Problems to solve:
1. Name every person mentioned by name in the Blumberg article.
2. Retype the part of the Blumberg article starting at "As a medical" and ending at "Oxford's Balliol College.".

PHILADELPHIA (September 1, 2001) -- Baruch S. Blumberg, M.D., Ph.D., senior advisor to the president at Fox Chase Cancer Center was awarded the Founders Award from the Hepatitis B Foundation for his significant contributions towards advancing the cause and cure of hepatitis B. He received the honor on April 21 at the Foundation's 10 Anniversary Crystal Ball Celebration, at the Doylestown Country Club in Doylestown, PA.

Blumberg and his colleagues discovered the hepatitis B virus in 1967, and soon after developed the first blood test. Blumberg and Irving Millman, Ph.D., invented the first hepatitis B vaccine in 1969. Blumberg won the 1976 Nobel Prize in medicine for this work. Since then, he has provided major insights into the development and prevention of the hepatitis B infection and the fatal liver diseases associated with it.

In Blumberg's award letter from Joan M. Block, R.N., president of the Hepatitis B Foundation, she says, "We are very proud to honor you for a lifetime of outstanding scientific research and for your major role in inspiring us to start the Foundation!" The Hepatitis B Foundation is a nonprofit volunteer organization, based in Doylestown, PA. The Foundation is dedicated to finding a cure for chronic hepatitis B (

Blumberg remains at Fox Chase Cancer Center as a senior advisor, and was recently appointed senior advisor to the administrator for biology at NASA, headquartered in Washington, DC. He is also the director of the Astrobiology Institute, which is located at the Ames Research Center, Moffett Field, California.

Born in New York City in 1925, Blumberg earned his B.S. in physics at Union College in Schenectady in 1946 and for a year did graduate work in mathematics at Columbia University. He received his M.D. from Columbia's College of Physicians and Surgeons in 1951.

As a medical student, he spent one summer at a mining company hospital in Surinam, South America, where he got his first taste of clinical research. Later, as an intern and assistant resident at New York City's Bellevue Hospital, he experienced all the demands of patient care under crowded urban conditions. After a clinical fellowship at Columbia Presbyterian Medical Center, he went to England to earn his doctoral degree at Oxford's Balliol College.

[Records excerpted from a collection]

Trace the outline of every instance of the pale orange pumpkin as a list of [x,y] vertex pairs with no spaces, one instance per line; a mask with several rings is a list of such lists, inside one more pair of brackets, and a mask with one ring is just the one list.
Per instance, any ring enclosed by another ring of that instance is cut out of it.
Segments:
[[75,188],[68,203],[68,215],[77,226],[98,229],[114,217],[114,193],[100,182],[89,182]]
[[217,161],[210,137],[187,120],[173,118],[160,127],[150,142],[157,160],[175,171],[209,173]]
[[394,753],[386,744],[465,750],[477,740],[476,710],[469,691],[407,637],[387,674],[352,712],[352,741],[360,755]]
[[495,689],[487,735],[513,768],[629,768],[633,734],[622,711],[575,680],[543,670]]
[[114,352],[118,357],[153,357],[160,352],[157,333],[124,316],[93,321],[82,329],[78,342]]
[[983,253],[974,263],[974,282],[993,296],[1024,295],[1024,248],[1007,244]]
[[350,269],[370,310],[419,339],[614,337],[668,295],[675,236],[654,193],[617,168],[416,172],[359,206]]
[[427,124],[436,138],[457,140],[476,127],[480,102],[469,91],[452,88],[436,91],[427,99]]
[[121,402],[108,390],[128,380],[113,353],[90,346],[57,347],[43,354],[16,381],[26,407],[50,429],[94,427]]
==
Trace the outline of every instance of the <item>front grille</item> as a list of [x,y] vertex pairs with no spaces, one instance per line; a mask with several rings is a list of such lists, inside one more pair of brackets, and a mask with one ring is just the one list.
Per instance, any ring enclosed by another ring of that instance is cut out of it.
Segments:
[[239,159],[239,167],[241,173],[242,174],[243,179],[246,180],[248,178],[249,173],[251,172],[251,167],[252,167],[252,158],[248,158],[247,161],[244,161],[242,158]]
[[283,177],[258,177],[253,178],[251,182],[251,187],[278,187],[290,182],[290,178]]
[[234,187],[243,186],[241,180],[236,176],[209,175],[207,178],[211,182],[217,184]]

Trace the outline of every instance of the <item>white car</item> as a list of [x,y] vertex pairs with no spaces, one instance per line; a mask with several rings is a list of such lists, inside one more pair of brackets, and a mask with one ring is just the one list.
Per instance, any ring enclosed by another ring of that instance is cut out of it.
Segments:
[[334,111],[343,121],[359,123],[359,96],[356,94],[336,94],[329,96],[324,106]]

Answers provided:
1. Baruch S. Blumberg, Irving Millman, Joan M. Block

2.
As a medical student, he spent one summer at a mining company hospital in Surinam, South America, where he got his first taste of clinical research. Later, as an intern and assistant resident at New York City's Bellevue Hospital, he experienced all the demands of patient care under crowded urban conditions. After a clinical fellowship at Columbia Presbyterian Medical Center, he went to England to earn his doctoral degree at Oxford's Balliol College.